_Exercise_.
Copy all of the records below, replacing "in the picture above" with "in the image above" everywhere it occurs and leaving the rest unchanged. Omit the pictures from your copy.

[Point annotation data]
——

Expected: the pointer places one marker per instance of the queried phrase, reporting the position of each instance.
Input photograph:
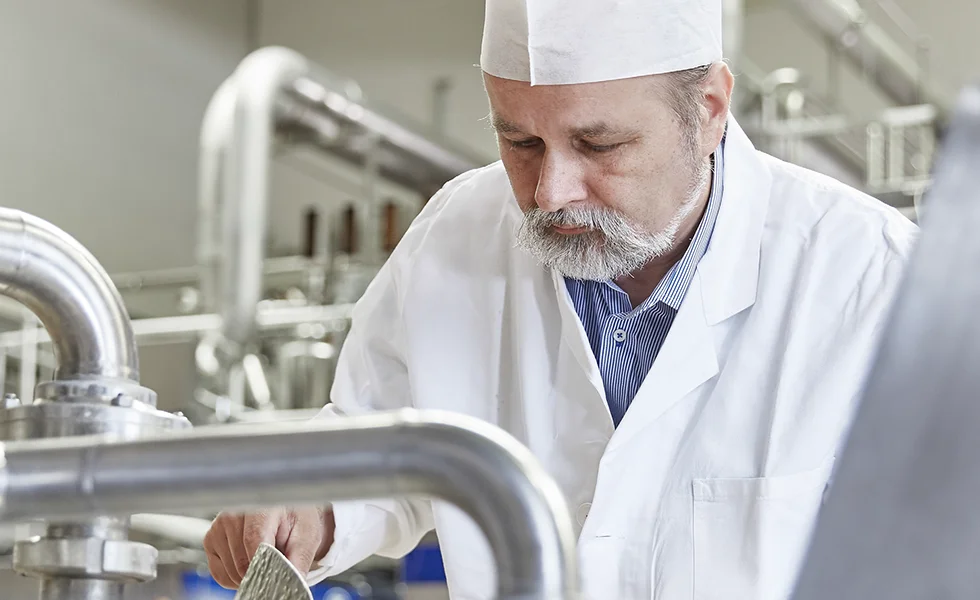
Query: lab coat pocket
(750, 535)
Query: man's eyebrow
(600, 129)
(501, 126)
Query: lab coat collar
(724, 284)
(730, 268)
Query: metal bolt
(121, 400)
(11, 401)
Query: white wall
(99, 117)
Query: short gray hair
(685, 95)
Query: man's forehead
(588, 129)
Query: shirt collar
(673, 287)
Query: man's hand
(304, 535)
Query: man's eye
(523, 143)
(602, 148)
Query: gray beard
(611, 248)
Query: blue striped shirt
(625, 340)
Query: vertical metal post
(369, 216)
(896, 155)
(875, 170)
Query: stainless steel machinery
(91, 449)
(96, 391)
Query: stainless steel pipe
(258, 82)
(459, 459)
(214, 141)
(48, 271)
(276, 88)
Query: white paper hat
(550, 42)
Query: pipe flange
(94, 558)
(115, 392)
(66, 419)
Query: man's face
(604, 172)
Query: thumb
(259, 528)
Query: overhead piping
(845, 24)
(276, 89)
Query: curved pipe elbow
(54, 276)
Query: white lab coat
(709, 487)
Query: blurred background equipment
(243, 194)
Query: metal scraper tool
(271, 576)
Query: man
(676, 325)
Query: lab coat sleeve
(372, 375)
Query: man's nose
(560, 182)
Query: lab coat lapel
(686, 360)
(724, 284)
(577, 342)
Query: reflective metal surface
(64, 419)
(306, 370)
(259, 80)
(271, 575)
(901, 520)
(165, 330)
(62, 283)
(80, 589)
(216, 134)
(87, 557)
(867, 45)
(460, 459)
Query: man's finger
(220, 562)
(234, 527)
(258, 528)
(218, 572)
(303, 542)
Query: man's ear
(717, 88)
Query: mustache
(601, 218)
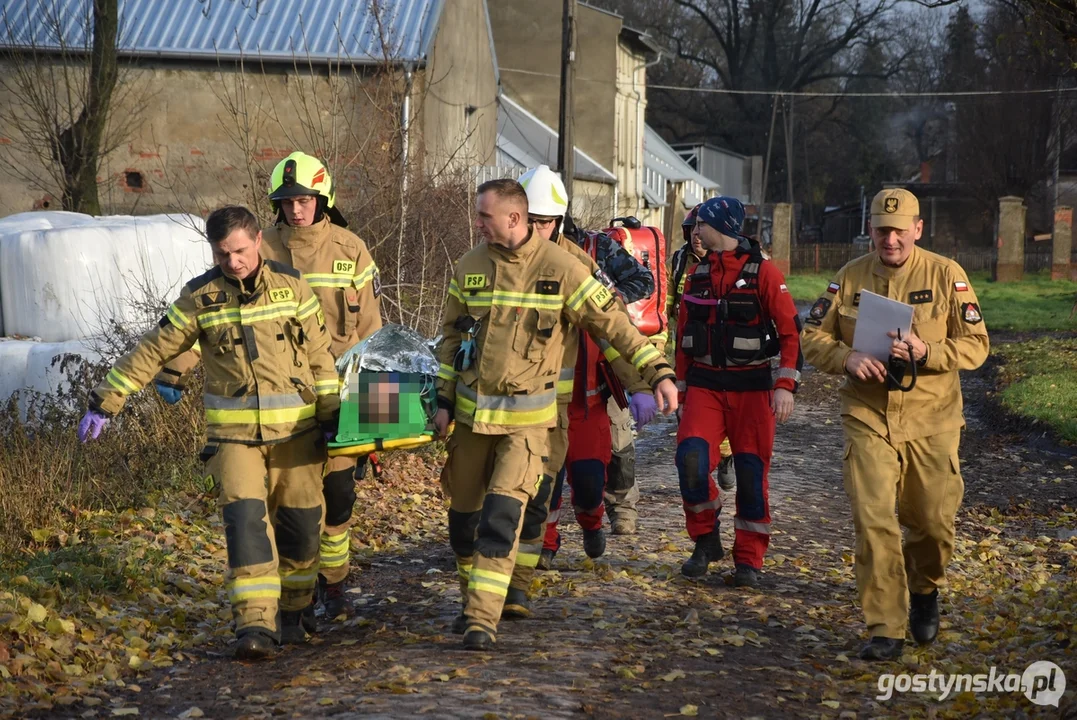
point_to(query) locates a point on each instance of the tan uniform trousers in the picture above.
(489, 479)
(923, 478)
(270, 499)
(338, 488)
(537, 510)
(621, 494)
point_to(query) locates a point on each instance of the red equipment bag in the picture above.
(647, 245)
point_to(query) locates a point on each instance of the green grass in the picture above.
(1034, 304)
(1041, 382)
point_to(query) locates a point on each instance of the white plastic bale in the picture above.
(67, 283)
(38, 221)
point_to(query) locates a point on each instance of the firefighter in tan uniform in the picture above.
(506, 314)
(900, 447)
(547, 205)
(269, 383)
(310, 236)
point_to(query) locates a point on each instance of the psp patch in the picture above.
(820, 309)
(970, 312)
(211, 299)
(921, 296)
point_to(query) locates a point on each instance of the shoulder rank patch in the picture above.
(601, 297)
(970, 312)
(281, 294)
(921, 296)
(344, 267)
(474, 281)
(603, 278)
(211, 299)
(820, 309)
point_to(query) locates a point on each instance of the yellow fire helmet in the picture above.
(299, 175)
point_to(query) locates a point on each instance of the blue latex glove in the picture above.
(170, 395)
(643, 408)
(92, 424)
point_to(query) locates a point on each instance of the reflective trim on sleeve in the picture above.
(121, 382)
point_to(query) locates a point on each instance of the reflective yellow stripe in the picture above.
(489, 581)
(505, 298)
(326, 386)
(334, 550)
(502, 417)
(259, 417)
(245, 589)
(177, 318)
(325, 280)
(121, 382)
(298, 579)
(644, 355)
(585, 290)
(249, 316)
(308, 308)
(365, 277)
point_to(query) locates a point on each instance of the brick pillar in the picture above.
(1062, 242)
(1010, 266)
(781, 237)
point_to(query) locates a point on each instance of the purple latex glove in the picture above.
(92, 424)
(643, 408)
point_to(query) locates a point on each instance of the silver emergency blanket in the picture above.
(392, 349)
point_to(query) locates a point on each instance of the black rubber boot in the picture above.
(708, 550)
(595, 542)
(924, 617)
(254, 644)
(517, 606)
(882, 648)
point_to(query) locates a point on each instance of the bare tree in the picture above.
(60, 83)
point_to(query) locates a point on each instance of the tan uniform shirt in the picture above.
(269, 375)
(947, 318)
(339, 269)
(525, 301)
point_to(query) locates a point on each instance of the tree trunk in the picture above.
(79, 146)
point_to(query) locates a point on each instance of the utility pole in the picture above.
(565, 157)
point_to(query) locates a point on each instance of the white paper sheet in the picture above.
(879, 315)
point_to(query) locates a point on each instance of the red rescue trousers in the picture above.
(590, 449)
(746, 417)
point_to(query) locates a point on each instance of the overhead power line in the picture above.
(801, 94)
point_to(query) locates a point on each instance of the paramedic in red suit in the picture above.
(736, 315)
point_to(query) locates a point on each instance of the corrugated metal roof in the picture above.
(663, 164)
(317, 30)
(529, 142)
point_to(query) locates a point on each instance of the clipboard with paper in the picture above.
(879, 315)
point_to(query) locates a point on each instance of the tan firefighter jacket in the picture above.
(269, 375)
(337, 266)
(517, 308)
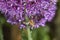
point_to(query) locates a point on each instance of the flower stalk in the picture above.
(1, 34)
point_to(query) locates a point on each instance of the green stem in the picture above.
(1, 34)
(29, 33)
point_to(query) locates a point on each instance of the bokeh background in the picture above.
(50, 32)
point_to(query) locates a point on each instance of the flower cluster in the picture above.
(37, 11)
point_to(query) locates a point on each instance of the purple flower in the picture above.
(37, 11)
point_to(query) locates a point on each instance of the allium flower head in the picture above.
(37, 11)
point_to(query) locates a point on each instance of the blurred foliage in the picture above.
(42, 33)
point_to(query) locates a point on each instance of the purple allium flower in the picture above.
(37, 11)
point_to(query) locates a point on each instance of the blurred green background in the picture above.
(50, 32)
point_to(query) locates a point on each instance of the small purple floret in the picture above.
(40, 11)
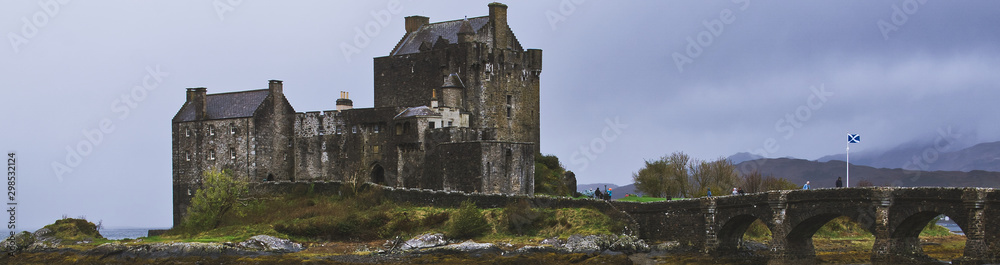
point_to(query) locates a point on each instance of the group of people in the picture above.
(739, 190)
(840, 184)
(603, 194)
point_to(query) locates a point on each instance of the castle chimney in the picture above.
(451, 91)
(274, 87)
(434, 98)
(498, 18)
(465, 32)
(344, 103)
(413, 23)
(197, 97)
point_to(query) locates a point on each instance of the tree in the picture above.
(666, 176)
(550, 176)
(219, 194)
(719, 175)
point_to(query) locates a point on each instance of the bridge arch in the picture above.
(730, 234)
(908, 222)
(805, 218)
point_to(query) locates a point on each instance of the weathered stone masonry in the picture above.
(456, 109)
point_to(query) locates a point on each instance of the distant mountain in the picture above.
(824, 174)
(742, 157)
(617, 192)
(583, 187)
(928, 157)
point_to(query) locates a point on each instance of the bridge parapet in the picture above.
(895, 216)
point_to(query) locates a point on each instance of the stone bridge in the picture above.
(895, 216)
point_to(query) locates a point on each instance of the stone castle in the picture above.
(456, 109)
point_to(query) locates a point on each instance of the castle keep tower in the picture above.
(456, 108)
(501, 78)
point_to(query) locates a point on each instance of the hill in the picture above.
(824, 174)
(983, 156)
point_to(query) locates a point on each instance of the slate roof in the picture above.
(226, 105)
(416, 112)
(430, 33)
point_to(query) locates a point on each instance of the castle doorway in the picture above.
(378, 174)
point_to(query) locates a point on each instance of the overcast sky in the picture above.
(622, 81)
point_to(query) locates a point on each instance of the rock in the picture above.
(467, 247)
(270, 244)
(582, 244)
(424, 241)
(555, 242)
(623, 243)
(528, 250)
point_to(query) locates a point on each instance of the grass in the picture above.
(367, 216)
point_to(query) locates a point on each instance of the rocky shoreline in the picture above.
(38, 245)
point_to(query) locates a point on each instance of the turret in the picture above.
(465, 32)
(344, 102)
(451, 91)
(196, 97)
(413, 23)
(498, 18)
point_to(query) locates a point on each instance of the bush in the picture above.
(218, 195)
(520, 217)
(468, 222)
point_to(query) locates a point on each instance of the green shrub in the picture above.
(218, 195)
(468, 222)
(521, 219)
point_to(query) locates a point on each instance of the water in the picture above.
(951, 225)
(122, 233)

——

_Written response_.
Expected: the pointer places one marker per instance of the queried phrase, reporting the position of each instance.
Input photograph:
Query: lab coat pocket
(750, 535)
Query: man's eyebrow
(600, 129)
(501, 126)
Query: lab coat collar
(724, 284)
(730, 268)
Query: metal bolt
(121, 400)
(11, 401)
Query: white wall
(99, 117)
Query: short gray hair
(685, 95)
Query: man's forehead
(588, 129)
Query: shirt collar
(673, 287)
Query: man's hand
(304, 535)
Query: man's eye
(523, 143)
(602, 148)
Query: gray beard
(611, 248)
Query: blue striped shirt
(625, 340)
Query: vertical metal post
(369, 216)
(896, 155)
(875, 170)
Query: stainless steel machinery
(91, 449)
(96, 391)
Query: stainless steel pipe
(258, 82)
(459, 459)
(214, 141)
(48, 271)
(276, 88)
Query: white paper hat
(550, 42)
Query: pipe flange
(94, 558)
(115, 392)
(66, 419)
Query: man's face
(604, 172)
Query: thumb
(259, 528)
Query: overhead piping
(845, 24)
(276, 89)
Query: curved pipe elbow
(54, 276)
Query: white lab coat
(709, 487)
Query: blurred background equipment
(243, 194)
Query: metal scraper tool
(271, 576)
Query: man
(676, 325)
Query: lab coat sleeve
(372, 375)
Query: man's nose
(560, 182)
Query: lab coat lapel
(686, 360)
(724, 284)
(577, 342)
Query: reflective metal surface
(64, 419)
(306, 370)
(259, 80)
(271, 575)
(901, 520)
(165, 330)
(62, 283)
(80, 589)
(216, 134)
(87, 557)
(867, 45)
(460, 459)
Query: man's finger
(220, 562)
(234, 527)
(258, 528)
(218, 572)
(303, 542)
Query: man's ear
(717, 88)
Query: mustache
(601, 218)
point_to(query) locates a point on each instance of the tan uniform trousers in the image above.
(489, 479)
(923, 478)
(270, 499)
(338, 488)
(537, 510)
(621, 494)
point_to(query) locates a point on each instance of the red equipment bag in the image above.
(647, 245)
point_to(query) locates a point on each instance of the green grass in the image above.
(1034, 304)
(1041, 382)
point_to(query) locates a point on each instance of the white plastic bale in the image above.
(67, 283)
(38, 221)
point_to(query) locates a point on each instance of the firefighter in tan uniform in the image above.
(506, 314)
(900, 447)
(547, 205)
(269, 383)
(310, 236)
point_to(query) locates a point on each instance of the psp patch in the image above.
(820, 309)
(970, 312)
(211, 299)
(921, 296)
point_to(query) locates a point on each instance of the shoulder rank patch in the image above.
(601, 297)
(970, 312)
(281, 294)
(921, 296)
(344, 267)
(474, 281)
(603, 278)
(211, 299)
(820, 309)
point_to(query) locates a point on each instance of the yellow fire helmet in the image above.
(299, 175)
point_to(query) locates a point on each instance of the blue latex glove in the image above.
(170, 395)
(643, 408)
(92, 424)
point_to(query) locates a point on each instance of the reflective trim on sleeve in the image above.
(121, 382)
point_to(query) locates a point on each instance of the reflective yellow stripe in the image above.
(489, 581)
(505, 298)
(326, 386)
(334, 550)
(502, 417)
(259, 417)
(245, 589)
(177, 318)
(325, 280)
(121, 382)
(298, 579)
(644, 355)
(585, 290)
(249, 316)
(308, 308)
(365, 277)
point_to(query) locates a point on each instance of the brick pillar in the image above.
(1062, 242)
(1010, 266)
(781, 237)
point_to(query) locates a point on each instance of the purple latex glove in the image above.
(92, 424)
(643, 408)
point_to(query) locates a point on each instance of the silver emergency blanket in the image above.
(392, 349)
point_to(query) locates a point on each instance of the black rubber boot in the image above.
(708, 550)
(595, 542)
(924, 617)
(254, 644)
(517, 606)
(882, 648)
point_to(query) locates a point on each instance of the bare tree in the image above.
(60, 83)
point_to(query) locates a point on each instance of the tan uniform shirt in the image above.
(269, 375)
(947, 318)
(339, 269)
(525, 301)
point_to(query) locates a point on each instance of the tree trunk in the image above.
(79, 146)
point_to(query) locates a point on each instance of the utility pole in the image above.
(565, 157)
point_to(query) locates a point on each instance of the white paper sheet in the image above.
(879, 315)
point_to(query) locates a point on each instance of the red rescue trousers in the image above.
(590, 449)
(746, 417)
point_to(query) locates a point on each instance of the overhead power line in the image above.
(801, 94)
point_to(query) locates a point on each instance of the paramedic in red suit in the image above.
(736, 315)
point_to(query) locates a point on each instance of the corrugated metal roof in the image above.
(663, 164)
(317, 30)
(529, 142)
point_to(query) locates a point on each instance of the clipboard with paper in the image above.
(879, 315)
point_to(query) locates a point on each instance of the tan firefighter jacket in the image above.
(269, 375)
(337, 266)
(517, 308)
point_to(query) locates a point on each instance of the flower stalk in the image above.
(1, 34)
point_to(query) locates a point on each instance of the green stem in the image above.
(1, 34)
(29, 33)
point_to(query) locates a point on each instance of the bokeh background in the image above.
(50, 32)
point_to(query) locates a point on each instance of the flower cluster in the image above.
(37, 11)
point_to(query) locates a point on each instance of the purple flower in the image above.
(37, 11)
point_to(query) locates a point on each instance of the allium flower head in the image above.
(37, 11)
point_to(query) locates a point on each instance of the blurred foliage in the image above.
(42, 33)
point_to(query) locates a point on each instance of the purple allium flower in the image above.
(37, 11)
point_to(query) locates a point on each instance of the blurred green background in the image above.
(50, 32)
point_to(query) locates a point on each instance of the small purple floret in the image above.
(40, 11)
point_to(query) locates a point on each instance of the group of people in the image above.
(739, 190)
(840, 184)
(603, 194)
point_to(query) locates a point on each instance of the castle chimney in the image above.
(451, 91)
(274, 87)
(434, 98)
(498, 18)
(465, 32)
(344, 103)
(413, 23)
(197, 97)
point_to(query) locates a point on each instance of the tree in the image above.
(666, 176)
(550, 176)
(219, 194)
(719, 175)
point_to(query) locates a point on each instance of the bridge arch in the image above.
(730, 234)
(908, 222)
(805, 218)
point_to(query) locates a point on each instance of the weathered stone masonry in the image above.
(456, 109)
point_to(query) locates a point on each instance of the distant mountain in the image above.
(824, 174)
(742, 157)
(617, 192)
(583, 187)
(928, 157)
point_to(query) locates a point on each instance of the bridge parapet in the image above.
(895, 216)
point_to(query) locates a point on each instance of the stone bridge in the image above.
(895, 216)
point_to(query) locates a point on each instance of the stone castle in the image above.
(456, 109)
point_to(query) locates a point on each instance of the castle keep tower in the image above.
(456, 108)
(501, 78)
point_to(query) locates a point on each instance of the hill in the image above.
(824, 174)
(983, 156)
point_to(query) locates a point on each instance of the slate roof in the image above.
(226, 105)
(416, 112)
(430, 33)
point_to(query) locates a point on each instance of the castle doorway in the image above.
(378, 174)
point_to(query) locates a point on each instance of the overcast sky in the image above.
(622, 81)
point_to(query) locates a point on each instance of the rock in the image above.
(467, 247)
(270, 244)
(582, 244)
(424, 241)
(555, 242)
(623, 243)
(528, 250)
point_to(query) locates a point on each instance of the grass in the image above.
(367, 216)
point_to(query) locates a point on each instance of the rocky shoreline in the image above.
(38, 245)
point_to(query) locates a point on each instance of the turret in the image above.
(465, 32)
(344, 102)
(451, 91)
(196, 97)
(413, 23)
(498, 18)
point_to(query) locates a point on each instance of the bush in the image above.
(218, 195)
(520, 217)
(468, 222)
point_to(query) locates a point on each instance of the green shrub in the image above.
(218, 195)
(468, 222)
(521, 219)
point_to(query) locates a point on each instance of the water in the image above.
(951, 225)
(122, 233)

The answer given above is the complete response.